課題:
1. 突発性難聴の文章を、「突発性難聴は、中等度から高度」を含む箇所から「突発性難聴の原因は、次の3つの大きなカテゴリーに分かれます。」までの範囲で書き直しなさい。その際、「片耳」を「一方の耳」に変えること。
2. 突発性難聴の文章によると、毎年どのくらいの割合の人が突発性難聴を発症しますか。
3. 突発性難聴の文章を、最後の文の後から続けて書きなさい。

抜粋文:
________________________

突発性難聴は、中等度から高度の難聴が数時間のうちに発生するもので、起床時に気づかれることもあります。

こうした難聴は、原因が薬でない限り、一般的には片耳だけに起こります。突発性難聴の原因に応じて、耳鳴り(耳鳴)、めまい、動いたり回転したりしているような感覚(回転性めまい)など、他の症状がみられることもあります。毎年およそ5000~1万人に1人が突発性難聴を発症します。徐々に発生する難聴については、難聴を参照してください。

突発性難聴の原因

突発性難聴の原因は、次の3つの大きなカテゴリーに分かれます。

  • 原因不明

  • 症状を説明する明らかな出来事(脳感染症、頭部外傷など)

  • 基礎にある病気

原因不明

ほとんどの患者では、突発性難聴の原因が分かりません。ただし、仮説はいくつかあります。原因として可能性のあるものには、ウイルス感染症(特に単純ヘルペスウイルスによる感染症)、体内の免疫系による内耳または内耳の神経への攻撃(自己免疫反応)、内耳の細い血管または神経の血管の閉塞などがあります。おそらく、患者によって原因は異なります。

明らかな出来事

他の患者の多くでは、突発性難聴の原因は明らかです。そうした原因としては以下のものがあります。

頭部外傷(頭蓋骨の側頭骨骨折、骨折を伴わない重度の脳しんとうなど)により、内耳が損傷され難聴が起こることがあります。

激しい気圧の変化(ダイビングや、頻度は低いがウェイトリフティング中にいきむことなどで起こる)によって、中耳と内耳の間に穴(瘻孔[ろうこう])があくことがあります。ときに、そうした瘻孔が生まれつき存在し、自然に突発性難聴が生じたり、頭部外傷や気圧変化の後に難聴が生じやすかったりすることがあります。

聴器毒性のある薬剤とは、耳に損傷を与える副作用がある薬のことです。薬によっては急速に難聴が起こり、ときに1日以内に起こります(特に過剰摂取した場合)。アミノグリコシド系薬剤という種類の抗菌薬による難聴が特に起きやすくなる、まれな遺伝性疾患のある人も少数います。このような抗菌薬を服用しているすべての人は、その薬の服用中は血液検査を受けて、その血中濃度が難聴を引き起こす可能性がある毒性レベルに上昇していないか調べるスクリーニングをする必要があります。アミノグリコシド系薬剤など尿中に排泄される薬を使用している人は、腎障害を予防するために、腎機能のチェックとモニタリングも受けるべきです。

いくつかの感染症では、急性期の病状の最中やその直後に突発性難聴が起こります。そのような感染症としては、細菌性髄膜炎ライム病、多くのウイルス感染症などがあります。先進国では、ウイルスによる最も一般的な原因は、流行性耳下腺炎単純ヘルペスウイルスの脳感染症です。麻疹(はしか)は、ほとんどの人が予防接種を受けているため非常にまれです。

________________________

[データセットの抜粋]
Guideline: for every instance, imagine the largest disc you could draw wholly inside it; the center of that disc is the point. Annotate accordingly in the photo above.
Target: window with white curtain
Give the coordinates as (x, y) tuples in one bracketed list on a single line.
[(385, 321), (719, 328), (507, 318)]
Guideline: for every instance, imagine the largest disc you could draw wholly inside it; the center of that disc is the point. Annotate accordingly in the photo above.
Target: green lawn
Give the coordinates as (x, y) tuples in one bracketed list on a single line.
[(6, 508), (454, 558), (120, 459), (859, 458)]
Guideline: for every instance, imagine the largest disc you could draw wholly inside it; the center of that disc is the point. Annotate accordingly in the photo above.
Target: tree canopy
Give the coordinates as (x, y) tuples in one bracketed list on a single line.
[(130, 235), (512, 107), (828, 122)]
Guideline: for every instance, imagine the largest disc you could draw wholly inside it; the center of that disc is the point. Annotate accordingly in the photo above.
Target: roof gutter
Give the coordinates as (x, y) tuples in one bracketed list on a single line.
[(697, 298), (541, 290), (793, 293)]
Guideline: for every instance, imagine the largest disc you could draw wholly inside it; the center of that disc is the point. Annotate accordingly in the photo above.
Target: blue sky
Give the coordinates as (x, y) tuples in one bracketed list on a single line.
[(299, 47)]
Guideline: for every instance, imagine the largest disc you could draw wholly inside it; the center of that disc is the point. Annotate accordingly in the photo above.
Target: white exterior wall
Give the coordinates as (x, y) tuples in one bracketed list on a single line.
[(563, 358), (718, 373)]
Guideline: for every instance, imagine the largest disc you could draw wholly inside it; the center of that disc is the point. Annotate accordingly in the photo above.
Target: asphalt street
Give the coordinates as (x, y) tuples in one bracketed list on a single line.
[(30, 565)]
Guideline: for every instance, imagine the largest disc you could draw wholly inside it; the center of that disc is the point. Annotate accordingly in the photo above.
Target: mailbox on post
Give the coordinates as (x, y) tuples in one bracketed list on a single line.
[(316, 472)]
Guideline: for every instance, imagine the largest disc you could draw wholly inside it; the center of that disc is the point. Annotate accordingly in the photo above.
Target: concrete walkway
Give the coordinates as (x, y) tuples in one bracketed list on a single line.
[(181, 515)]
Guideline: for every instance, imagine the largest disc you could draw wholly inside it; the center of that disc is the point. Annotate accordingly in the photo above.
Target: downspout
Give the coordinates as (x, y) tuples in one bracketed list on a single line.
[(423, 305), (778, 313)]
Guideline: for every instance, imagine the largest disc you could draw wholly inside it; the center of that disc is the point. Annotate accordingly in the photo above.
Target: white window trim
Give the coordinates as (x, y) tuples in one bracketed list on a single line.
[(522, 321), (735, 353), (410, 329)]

________________________

解答:
1.
突発性難聴は、中等度から高度の難聴が数時間のうちに発生するもので、起床時に気づかれることもあります。

こうした難聴は、原因が薬でない限り、一般的には一方の耳だけに起こります。突発性難聴の原因に応じて、耳鳴り(耳鳴)、めまい、動いたり回転したりしているような感覚(回転性めまい)など、他の症状がみられることもあります。毎年およそ5000~1万人に1人が突発性難聴を発症します。徐々に発生する難聴については、難聴を参照してください。

突発性難聴の原因

突発性難聴の原因は、次の3つの大きなカテゴリーに分かれます。

2. およそ5000~1万人に1人です。

3.
基礎疾患

通常は別の初期症状がある一部の病気で、まれに突発性難聴が最初の症状としてみられることがあります。そのような病気としては、聴神経腫瘍という聴神経の腫瘍、多発性硬化症メニエール病、脳内の平衡感覚を担っている部分(小脳)に向かう動脈の閉塞による小さな脳卒中などがあります。ときにHIV感染症の患者で梅毒の感染症が再活性化することがあり、これが突発性難聴を引き起こすこともあります。

より頻度の低い病気としては、自己免疫反応が内耳(および眼の表面)を攻撃するコーガン症候群、血管の炎症(血管炎)が起こる特定の病気、血液疾患(例えばワルデンシュトレームマクログロブリン血症鎌状赤血球症白血病の一部)などがあります。

突発性難聴の評価

以下では、どのようなときに医師の診察を受ける必要があるかと、診察を受けた場合に何が行われるかについて説明しています。

警戒すべき徴候

突発性難聴はそれ自体が警戒すべき徴候です。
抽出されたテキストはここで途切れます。